*PASSAGE SHOWN*:
------------------------------------------------------------

September 4, 2023

Machine learning tool simplifies one of the most widely used reactions in the pharmaceutical industry

by Tracy Crane, University of Illinois at Urbana-Champaign

In the past two decades, the carbon-nitrogen bond forming reaction, known as the Buchwald-Hartwig reaction, has become one of the most widely used tools in organic synthesis, particularly in the pharmaceutical industry given the prevalence of nitrogen in natural products and pharmaceuticals.

This powerful reaction has revolutionized the way nitrogen-containing compounds are made in academic and industrial laboratories, but it requires lengthy, time-consuming experimentation to determine the best conditions for a highly effective reaction.

Now, Illinois researchers in collaboration with chemists at Hoffman La-Roche, a pharmaceutical company in Switzerland, have developed a machine learning tool that predicts in a matter of minutes the best conditions for a high-yielding reaction with no lengthy experimentation.

In a recently published article in Science, Illinois chemistry professor Scott Denmark and Ian Rinehart, a recent Ph.D. graduate in the Denmark lab, describe how they developed, trained, and tested their machine learning model to drastically accelerate the identification of substrate-adaptive conditions for this palladium–catalyzed carbon-nitrogen bond forming reaction.

Denmark said this reaction is a very general transformation so there is much structural diversity among reactant pairings and a lot of "levers to pull" to make it work.

"And that's what we have figured out," Denmark said.

User guides and cheat sheets have evolved in the nearly 30 years since this reaction was discovered, and they can provide some direction, Rinehart explained, but experimentation is often necessary. Basically, a trial-and-error process in a lab.

"It's a problem that everyone in the pharmaceutical industry recognized was ripe for intervention by informatics methods," Denmark said. "Lots of people have tried to use the US Patent and Trademark Office or Chemical Abstracts or other huge databases to try to model to make predictive tools for this one very important reaction. But they haven't been able to do very well because the information in the literature is just not very reliable."

------------------------------------------------------------

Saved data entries
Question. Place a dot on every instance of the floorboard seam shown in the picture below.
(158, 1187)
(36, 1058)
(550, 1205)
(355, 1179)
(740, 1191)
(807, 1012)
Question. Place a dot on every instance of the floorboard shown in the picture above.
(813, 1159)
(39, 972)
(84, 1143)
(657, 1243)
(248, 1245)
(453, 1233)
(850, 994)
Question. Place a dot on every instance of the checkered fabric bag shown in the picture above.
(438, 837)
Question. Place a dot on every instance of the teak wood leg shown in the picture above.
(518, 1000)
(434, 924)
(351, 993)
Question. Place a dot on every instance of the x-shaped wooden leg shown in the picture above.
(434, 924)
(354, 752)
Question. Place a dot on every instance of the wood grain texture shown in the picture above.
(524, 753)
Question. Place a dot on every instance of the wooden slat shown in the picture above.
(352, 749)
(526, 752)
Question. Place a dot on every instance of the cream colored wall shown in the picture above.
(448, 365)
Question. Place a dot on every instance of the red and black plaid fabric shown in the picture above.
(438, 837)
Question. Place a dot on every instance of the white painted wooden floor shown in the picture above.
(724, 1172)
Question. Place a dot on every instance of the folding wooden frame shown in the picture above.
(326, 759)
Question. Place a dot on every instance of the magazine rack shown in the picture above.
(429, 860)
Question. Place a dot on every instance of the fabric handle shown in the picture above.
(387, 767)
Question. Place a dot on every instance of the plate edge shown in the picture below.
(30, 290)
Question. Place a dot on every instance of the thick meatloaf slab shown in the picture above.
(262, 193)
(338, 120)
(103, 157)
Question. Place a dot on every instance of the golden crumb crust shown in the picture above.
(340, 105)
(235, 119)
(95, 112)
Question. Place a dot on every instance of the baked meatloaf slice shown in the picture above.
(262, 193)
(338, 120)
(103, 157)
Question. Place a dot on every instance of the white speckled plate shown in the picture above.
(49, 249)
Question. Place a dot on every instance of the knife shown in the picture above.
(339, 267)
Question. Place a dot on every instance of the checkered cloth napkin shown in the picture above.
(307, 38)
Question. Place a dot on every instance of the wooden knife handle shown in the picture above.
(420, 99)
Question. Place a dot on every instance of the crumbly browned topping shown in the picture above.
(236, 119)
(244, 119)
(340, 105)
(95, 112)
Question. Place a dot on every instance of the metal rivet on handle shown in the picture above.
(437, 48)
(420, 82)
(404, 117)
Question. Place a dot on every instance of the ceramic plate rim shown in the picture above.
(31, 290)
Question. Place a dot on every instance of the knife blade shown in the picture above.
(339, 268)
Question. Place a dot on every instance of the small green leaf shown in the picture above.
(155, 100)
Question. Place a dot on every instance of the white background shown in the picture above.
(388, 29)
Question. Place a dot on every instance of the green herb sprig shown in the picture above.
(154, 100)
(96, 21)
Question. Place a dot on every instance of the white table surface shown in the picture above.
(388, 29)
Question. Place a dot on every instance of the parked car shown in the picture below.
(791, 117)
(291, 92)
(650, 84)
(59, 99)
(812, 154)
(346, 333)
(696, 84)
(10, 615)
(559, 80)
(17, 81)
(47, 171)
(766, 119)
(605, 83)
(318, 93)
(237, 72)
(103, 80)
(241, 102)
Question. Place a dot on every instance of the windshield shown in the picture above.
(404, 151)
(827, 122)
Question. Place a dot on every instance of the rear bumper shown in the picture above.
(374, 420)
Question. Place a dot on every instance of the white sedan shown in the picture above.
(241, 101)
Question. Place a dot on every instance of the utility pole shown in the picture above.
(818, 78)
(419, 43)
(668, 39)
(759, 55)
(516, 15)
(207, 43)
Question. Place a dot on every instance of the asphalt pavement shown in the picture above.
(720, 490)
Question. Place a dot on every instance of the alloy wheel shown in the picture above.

------------------------------------------------------------

*PROMPT*: Return the full machine learning chemistry article word for word.

*TASK RESPONSE*:
September 4, 2023

Machine learning tool simplifies one of the most widely used reactions in the pharmaceutical industry

by Tracy Crane, University of Illinois at Urbana-Champaign

In the past two decades, the carbon-nitrogen bond forming reaction, known as the Buchwald-Hartwig reaction, has become one of the most widely used tools in organic synthesis, particularly in the pharmaceutical industry given the prevalence of nitrogen in natural products and pharmaceuticals.

This powerful reaction has revolutionized the way nitrogen-containing compounds are made in academic and industrial laboratories, but it requires lengthy, time-consuming experimentation to determine the best conditions for a highly effective reaction.

Now, Illinois researchers in collaboration with chemists at Hoffman La-Roche, a pharmaceutical company in Switzerland, have developed a machine learning tool that predicts in a matter of minutes the best conditions for a high-yielding reaction with no lengthy experimentation.

In a recently published article in Science, Illinois chemistry professor Scott Denmark and Ian Rinehart, a recent Ph.D. graduate in the Denmark lab, describe how they developed, trained, and tested their machine learning model to drastically accelerate the identification of substrate-adaptive conditions for this palladium–catalyzed carbon-nitrogen bond forming reaction.

Denmark said this reaction is a very general transformation so there is much structural diversity among reactant pairings and a lot of "levers to pull" to make it work.

"And that's what we have figured out," Denmark said.

User guides and cheat sheets have evolved in the nearly 30 years since this reaction was discovered, and they can provide some direction, Rinehart explained, but experimentation is often necessary. Basically, a trial-and-error process in a lab.

"It's a problem that everyone in the pharmaceutical industry recognized was ripe for intervention by informatics methods," Denmark said. "Lots of people have tried to use the US Patent and Trademark Office or Chemical Abstracts or other huge databases to try to model to make predictive tools for this one very important reaction. But they haven't been able to do very well because the information in the literature is just not very reliable."